EXERCISE INSTRUCTIONS – Count how many lines of the items below contain the string "mastercard". Reply with only the number.

RECORDED DATA –
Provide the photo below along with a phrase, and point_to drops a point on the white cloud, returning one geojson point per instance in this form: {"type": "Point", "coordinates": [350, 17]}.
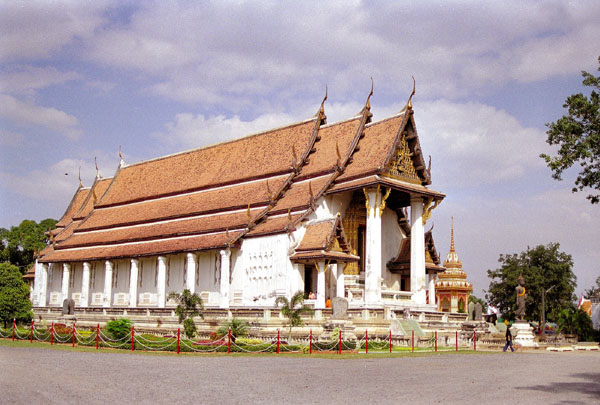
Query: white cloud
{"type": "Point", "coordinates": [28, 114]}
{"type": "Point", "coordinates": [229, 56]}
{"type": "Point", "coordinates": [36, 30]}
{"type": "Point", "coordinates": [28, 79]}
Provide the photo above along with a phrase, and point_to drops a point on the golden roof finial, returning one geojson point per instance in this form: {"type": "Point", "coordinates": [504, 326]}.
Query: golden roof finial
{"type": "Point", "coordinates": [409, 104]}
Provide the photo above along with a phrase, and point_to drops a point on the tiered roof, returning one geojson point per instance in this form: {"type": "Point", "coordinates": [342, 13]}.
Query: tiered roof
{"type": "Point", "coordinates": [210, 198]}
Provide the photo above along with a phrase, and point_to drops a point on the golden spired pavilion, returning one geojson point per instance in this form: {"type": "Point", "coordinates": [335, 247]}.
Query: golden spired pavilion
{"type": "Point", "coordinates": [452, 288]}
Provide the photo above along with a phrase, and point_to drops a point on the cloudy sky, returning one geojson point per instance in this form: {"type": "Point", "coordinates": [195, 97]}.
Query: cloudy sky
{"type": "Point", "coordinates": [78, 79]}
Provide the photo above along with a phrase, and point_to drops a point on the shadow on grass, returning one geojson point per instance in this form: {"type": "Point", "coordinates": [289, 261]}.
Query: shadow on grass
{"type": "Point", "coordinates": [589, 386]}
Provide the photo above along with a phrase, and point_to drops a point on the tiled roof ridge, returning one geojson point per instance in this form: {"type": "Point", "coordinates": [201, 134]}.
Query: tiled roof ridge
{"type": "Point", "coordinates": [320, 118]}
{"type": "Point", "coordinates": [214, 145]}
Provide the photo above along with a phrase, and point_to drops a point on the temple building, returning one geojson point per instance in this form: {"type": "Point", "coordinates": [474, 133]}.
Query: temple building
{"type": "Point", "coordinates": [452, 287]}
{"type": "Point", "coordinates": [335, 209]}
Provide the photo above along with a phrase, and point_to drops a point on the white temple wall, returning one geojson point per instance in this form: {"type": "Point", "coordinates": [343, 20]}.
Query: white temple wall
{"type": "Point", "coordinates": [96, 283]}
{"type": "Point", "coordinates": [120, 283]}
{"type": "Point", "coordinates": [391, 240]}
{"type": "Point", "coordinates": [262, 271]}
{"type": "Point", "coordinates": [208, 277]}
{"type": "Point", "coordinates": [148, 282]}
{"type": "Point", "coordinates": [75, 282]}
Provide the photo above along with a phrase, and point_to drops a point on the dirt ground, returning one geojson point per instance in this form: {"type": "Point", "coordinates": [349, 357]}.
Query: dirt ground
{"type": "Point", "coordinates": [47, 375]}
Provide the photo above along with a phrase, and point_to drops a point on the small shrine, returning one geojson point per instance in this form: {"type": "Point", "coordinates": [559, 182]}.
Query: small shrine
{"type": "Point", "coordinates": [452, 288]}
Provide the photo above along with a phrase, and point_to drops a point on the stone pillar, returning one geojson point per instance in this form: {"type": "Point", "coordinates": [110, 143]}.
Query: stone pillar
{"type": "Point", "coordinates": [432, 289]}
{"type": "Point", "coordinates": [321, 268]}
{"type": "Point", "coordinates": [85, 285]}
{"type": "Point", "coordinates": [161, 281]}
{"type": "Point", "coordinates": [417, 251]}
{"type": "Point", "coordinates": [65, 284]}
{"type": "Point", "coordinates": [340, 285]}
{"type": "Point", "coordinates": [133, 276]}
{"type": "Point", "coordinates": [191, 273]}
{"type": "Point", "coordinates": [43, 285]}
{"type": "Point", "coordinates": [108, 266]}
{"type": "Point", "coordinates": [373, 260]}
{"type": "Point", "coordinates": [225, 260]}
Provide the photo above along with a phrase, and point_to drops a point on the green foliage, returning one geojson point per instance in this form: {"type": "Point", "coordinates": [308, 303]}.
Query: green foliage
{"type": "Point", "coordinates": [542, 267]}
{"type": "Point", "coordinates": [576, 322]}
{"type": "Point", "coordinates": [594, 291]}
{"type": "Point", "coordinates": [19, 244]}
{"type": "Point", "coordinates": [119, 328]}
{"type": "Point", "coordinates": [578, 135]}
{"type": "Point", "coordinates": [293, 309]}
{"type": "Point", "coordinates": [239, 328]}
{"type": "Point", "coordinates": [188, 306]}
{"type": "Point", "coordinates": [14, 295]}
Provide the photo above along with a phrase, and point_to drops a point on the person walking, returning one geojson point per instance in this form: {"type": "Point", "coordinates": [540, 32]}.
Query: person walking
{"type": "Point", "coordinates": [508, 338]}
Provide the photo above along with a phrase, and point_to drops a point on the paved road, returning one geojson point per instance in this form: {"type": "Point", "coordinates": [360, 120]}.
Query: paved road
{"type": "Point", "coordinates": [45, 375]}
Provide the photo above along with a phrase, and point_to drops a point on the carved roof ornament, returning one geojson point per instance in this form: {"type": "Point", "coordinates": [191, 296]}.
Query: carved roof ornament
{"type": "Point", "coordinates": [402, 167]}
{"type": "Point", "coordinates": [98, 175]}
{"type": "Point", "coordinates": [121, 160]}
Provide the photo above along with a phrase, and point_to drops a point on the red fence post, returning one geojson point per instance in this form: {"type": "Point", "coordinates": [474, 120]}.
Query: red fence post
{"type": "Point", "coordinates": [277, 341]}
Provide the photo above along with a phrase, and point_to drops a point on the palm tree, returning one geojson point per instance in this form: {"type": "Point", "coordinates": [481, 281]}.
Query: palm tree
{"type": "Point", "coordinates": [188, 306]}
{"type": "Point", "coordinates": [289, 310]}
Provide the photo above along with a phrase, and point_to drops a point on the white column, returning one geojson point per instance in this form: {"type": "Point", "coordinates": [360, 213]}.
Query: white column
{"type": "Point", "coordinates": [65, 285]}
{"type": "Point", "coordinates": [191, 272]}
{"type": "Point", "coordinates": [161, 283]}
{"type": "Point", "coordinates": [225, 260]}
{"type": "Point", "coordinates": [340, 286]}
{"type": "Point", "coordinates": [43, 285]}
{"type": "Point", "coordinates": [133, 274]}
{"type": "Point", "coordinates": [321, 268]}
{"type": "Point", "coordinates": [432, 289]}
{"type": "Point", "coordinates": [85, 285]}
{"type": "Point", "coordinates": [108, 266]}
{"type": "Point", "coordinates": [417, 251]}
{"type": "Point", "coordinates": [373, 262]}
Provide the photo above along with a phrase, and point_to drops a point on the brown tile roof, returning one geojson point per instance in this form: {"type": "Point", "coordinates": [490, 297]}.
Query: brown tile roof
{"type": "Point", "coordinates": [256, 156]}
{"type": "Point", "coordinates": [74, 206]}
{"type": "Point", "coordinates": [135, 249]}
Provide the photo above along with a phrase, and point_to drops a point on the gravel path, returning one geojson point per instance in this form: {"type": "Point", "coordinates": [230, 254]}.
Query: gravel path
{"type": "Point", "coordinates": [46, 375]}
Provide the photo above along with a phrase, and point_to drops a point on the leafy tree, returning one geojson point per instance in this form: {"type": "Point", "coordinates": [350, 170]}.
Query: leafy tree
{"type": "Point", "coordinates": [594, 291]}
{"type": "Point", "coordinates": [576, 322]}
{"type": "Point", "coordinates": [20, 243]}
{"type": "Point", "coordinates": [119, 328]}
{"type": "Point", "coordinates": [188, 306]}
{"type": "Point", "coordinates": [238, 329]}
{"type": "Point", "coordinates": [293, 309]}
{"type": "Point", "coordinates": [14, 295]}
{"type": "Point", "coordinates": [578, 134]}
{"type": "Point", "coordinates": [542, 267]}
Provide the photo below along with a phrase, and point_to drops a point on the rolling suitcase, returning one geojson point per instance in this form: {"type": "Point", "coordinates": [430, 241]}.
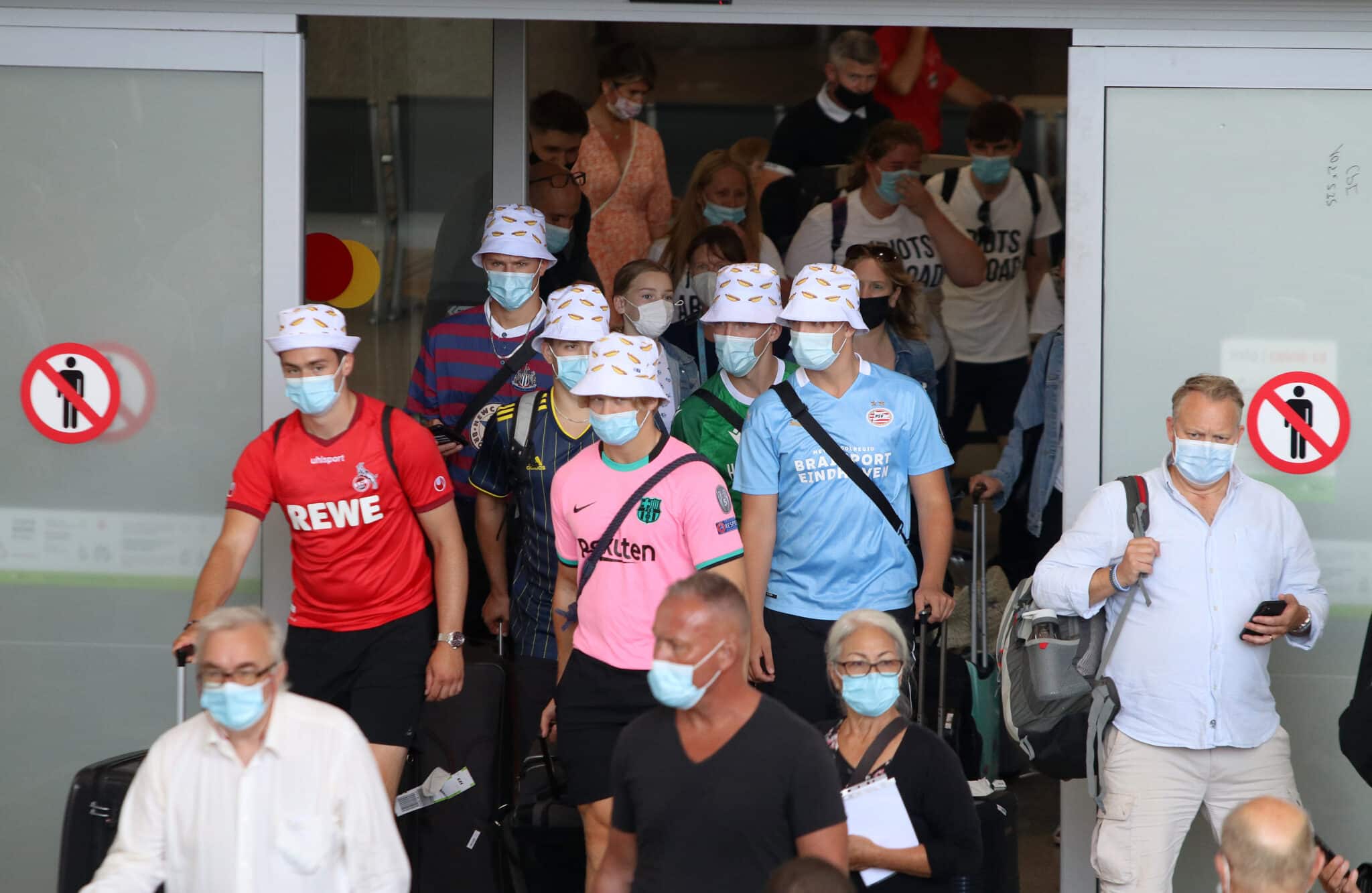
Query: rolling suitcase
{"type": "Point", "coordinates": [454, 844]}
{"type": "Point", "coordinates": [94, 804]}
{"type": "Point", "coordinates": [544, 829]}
* * *
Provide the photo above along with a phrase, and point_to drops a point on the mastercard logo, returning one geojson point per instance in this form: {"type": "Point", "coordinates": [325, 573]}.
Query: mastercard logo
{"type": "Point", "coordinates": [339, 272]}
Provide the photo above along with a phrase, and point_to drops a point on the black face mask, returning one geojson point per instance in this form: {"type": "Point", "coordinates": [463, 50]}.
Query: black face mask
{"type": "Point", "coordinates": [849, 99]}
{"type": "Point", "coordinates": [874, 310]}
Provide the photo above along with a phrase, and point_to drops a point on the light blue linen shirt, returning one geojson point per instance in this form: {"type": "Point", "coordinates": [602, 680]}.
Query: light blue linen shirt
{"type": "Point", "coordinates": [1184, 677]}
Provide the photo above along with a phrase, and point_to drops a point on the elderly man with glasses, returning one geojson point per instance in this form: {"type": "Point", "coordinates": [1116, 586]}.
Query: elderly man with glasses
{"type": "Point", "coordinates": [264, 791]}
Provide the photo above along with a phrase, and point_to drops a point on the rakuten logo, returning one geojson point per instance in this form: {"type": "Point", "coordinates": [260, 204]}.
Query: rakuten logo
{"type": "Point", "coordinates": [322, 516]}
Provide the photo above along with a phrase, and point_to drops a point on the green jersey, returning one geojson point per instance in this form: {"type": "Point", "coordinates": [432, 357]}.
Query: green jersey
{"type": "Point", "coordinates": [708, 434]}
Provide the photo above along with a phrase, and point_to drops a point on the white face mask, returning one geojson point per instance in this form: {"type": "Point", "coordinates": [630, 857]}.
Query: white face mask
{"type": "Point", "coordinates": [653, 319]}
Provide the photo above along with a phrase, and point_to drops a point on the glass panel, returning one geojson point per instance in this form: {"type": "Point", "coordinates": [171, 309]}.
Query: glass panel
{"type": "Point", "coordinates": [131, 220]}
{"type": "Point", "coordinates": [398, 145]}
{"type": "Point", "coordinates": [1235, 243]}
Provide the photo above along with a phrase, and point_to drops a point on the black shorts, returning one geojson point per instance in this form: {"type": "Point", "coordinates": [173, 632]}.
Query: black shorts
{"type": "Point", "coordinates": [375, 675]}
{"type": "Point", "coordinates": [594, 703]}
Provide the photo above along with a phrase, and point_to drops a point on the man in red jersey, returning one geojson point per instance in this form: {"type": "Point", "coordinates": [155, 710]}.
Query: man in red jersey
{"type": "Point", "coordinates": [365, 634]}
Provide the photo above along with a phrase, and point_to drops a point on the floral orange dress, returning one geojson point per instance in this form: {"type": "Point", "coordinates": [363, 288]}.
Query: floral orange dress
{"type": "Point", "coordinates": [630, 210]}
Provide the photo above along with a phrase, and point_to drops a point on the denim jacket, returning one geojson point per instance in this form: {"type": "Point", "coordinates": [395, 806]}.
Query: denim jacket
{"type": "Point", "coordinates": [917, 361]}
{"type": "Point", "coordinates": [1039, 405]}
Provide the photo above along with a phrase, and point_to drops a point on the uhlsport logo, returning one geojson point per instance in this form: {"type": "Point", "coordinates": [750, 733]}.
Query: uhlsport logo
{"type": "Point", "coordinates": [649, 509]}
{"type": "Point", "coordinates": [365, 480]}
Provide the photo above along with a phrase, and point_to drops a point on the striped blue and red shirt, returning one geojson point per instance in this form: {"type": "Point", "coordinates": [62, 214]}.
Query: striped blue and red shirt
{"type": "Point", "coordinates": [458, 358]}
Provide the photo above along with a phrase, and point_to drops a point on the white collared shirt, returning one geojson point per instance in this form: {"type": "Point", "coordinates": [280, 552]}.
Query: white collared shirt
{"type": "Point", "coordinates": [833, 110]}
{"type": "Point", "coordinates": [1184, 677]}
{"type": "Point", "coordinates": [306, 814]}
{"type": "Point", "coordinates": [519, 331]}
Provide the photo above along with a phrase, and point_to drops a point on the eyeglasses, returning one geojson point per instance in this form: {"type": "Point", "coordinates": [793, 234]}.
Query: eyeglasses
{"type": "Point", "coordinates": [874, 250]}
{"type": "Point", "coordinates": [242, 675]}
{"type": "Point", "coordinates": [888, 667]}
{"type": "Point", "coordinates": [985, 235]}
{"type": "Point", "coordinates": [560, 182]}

SOLUTION – 2